** start of Passage to read **
4 min read
Jerome Maisch - Nov 23, 2012

Building a CI Function:4 Underestimated Success Factors

Setting up a Market or Competitive Intelligence function from scratch can be a daunting task for even the most intrepid Intelligence practitioner. So we asked Henrik Sköld, an Intelligence Specialist who manages the CI function at the Swedish Post and Telecom Authority, to share some practical tips and advice.

Henrik will publish his first book in 2013, a handbook for creating an effective CI function. He has outlined some sure-fire tips to help you establish a successful Competitive Intelligence unit:

"Most companies and organisations these days find themselves in a rapidly changing environment, where new customer demands, new technologies, new market players etc. create major long-term uncertainty.

There is no doubt that to survive in a business environment like this, Competitive Intelligence (CI) becomes a key success factor. However, creating an efficient CI function is often not entirely straightforward. To succeed in this, I use a 10-step process, where the first steps include looking at the present situation and surfacing - or defining - the CI function’s goals, and the final step sets up the fully-fledged CI function for continued development and adaptation to changing demands.

Many of these steps have been covered by the excellent contributions of previous experts in this series, although packaged and presented a bit differently. So, instead I would like to highlight a few issues which many organisations tend to underestimate.

The four issues I will address are: marketing, refining your view on monitoring, continuous development, and having a consultative mindset.
** end of Passage to read **
### Given request 1
In the article on building a CI function, which organization's CI function does Henrik Sköld manage?
### Given request 2
What are the issues Henrik Sköld says he will address in the article on building a CI function?
### Given request 3
In the article on building a CI function, swap "excellent" for "valuable" and write out the passage starting with "Many of these" and going on through "tend to underestimate.".
The material after this is not needed.
** start of Extracted records **
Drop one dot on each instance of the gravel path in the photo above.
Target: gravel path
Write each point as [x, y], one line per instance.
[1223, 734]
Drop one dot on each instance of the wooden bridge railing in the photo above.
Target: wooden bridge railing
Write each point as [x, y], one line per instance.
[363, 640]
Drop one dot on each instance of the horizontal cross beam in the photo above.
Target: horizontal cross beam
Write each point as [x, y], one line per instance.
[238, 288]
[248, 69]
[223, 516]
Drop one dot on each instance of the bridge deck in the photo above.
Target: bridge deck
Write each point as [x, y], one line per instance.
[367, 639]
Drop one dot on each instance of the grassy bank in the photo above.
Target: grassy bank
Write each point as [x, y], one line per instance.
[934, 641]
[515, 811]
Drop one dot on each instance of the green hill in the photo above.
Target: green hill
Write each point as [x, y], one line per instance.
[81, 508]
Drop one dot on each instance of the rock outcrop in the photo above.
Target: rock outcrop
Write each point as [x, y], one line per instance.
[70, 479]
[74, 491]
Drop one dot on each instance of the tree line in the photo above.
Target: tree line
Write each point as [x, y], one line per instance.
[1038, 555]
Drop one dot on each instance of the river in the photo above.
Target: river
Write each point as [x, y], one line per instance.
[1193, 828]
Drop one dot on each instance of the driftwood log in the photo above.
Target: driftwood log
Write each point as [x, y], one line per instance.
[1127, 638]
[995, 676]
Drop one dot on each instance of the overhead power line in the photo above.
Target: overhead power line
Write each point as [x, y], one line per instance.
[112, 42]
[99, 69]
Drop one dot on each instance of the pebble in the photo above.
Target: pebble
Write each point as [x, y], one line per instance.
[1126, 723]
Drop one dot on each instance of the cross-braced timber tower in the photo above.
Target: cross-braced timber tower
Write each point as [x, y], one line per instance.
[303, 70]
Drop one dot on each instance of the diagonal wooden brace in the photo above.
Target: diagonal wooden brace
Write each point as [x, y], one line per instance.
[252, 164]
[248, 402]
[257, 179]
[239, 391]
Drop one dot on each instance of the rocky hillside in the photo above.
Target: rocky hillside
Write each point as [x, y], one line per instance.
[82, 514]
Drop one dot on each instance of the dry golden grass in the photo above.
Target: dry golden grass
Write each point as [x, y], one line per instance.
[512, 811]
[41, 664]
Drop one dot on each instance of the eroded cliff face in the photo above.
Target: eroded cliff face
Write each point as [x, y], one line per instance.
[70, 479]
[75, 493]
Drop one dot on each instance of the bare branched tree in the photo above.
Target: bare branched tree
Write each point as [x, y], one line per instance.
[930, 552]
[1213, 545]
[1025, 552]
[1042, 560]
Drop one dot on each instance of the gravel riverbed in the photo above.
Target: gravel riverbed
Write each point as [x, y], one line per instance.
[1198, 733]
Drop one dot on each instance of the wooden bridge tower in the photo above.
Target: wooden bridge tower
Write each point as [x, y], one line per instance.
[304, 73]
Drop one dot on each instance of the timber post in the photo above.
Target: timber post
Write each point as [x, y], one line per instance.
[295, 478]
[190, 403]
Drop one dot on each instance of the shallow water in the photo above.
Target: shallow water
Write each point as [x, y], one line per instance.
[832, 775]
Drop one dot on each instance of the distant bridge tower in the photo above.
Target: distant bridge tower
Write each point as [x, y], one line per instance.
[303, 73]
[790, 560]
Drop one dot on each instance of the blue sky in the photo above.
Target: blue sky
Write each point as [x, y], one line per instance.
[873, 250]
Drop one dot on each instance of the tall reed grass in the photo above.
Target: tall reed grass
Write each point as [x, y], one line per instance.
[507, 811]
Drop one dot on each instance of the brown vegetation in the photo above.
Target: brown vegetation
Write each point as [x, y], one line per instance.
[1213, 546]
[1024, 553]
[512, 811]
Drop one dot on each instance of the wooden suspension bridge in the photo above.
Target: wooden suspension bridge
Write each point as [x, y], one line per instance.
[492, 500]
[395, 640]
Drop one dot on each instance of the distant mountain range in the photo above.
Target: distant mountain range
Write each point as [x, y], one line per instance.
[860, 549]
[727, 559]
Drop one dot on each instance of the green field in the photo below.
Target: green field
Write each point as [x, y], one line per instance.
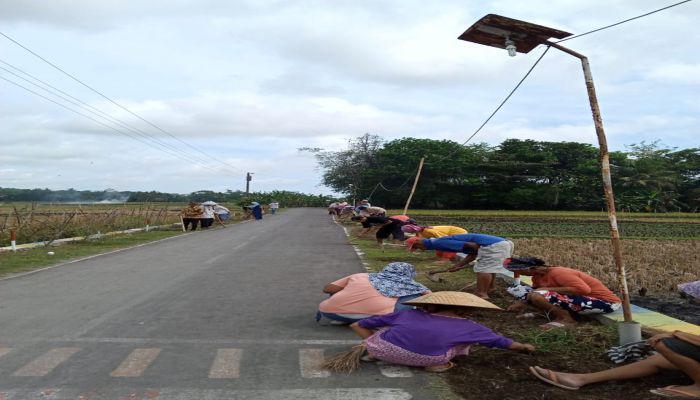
[676, 226]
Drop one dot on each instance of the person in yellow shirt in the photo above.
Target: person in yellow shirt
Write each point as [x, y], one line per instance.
[429, 232]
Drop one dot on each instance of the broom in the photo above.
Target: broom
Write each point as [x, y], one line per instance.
[345, 362]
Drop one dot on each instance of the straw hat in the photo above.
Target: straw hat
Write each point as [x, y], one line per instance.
[461, 299]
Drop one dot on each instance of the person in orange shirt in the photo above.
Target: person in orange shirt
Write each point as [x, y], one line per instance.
[561, 292]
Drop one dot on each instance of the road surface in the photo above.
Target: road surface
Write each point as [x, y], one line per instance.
[219, 314]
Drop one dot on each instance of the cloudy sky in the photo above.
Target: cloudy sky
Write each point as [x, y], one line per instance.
[207, 90]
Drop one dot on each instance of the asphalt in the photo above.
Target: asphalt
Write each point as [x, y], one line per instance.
[218, 314]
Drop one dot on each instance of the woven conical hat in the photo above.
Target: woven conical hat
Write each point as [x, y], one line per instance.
[460, 299]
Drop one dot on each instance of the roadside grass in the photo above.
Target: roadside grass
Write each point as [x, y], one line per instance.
[35, 258]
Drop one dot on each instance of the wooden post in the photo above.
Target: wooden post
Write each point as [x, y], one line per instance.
[607, 180]
[13, 239]
[415, 183]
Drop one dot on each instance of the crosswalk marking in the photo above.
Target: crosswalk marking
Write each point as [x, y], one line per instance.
[395, 371]
[184, 393]
[46, 362]
[136, 363]
[309, 363]
[226, 364]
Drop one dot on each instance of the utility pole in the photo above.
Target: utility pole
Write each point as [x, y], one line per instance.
[248, 178]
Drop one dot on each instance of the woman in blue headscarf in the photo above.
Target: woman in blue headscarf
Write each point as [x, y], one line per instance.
[363, 295]
[257, 210]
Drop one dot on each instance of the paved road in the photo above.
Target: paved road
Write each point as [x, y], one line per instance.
[219, 314]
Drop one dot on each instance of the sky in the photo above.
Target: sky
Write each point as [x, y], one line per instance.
[193, 94]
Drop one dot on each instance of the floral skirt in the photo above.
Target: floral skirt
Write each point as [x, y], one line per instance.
[385, 351]
[580, 304]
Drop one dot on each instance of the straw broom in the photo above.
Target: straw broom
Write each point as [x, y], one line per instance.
[345, 362]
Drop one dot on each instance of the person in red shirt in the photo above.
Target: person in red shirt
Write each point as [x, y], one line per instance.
[561, 292]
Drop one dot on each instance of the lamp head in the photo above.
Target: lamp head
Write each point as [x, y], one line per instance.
[510, 46]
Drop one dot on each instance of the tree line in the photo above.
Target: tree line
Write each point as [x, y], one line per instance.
[517, 174]
[285, 198]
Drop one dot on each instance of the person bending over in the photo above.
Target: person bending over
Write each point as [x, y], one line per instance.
[431, 335]
[561, 292]
[362, 295]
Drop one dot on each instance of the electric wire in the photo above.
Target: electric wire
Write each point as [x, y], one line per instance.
[621, 22]
[100, 122]
[115, 103]
[79, 103]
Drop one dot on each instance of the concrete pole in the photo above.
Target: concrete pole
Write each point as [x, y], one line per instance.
[607, 180]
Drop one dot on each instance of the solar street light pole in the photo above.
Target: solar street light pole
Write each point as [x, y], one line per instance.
[607, 180]
[517, 36]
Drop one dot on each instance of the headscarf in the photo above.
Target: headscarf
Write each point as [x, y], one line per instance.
[521, 263]
[396, 280]
[410, 242]
[411, 228]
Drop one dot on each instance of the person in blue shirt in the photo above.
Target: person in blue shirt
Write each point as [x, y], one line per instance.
[488, 251]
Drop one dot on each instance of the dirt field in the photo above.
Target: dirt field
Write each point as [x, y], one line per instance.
[489, 374]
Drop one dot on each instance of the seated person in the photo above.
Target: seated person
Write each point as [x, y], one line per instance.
[388, 226]
[363, 295]
[430, 232]
[677, 350]
[560, 291]
[431, 335]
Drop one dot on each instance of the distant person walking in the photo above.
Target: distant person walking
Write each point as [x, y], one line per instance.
[257, 210]
[191, 216]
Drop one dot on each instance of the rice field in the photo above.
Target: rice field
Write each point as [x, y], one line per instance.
[38, 222]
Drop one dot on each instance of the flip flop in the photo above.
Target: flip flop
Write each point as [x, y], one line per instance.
[674, 391]
[553, 325]
[440, 368]
[551, 378]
** end of Extracted records **
### Task answer 1
The Swedish Post and Telecom Authority.

### Task answer 2
- Marketing
- Refining your view on monitoring
- Continuous development
- Having a consultative mindset

### Task answer 3
Many of these steps have been covered by the valuable contributions of previous experts in this series, although packaged and presented a bit differently. So, instead I would like to highlight a few issues which many organisations tend to underestimate.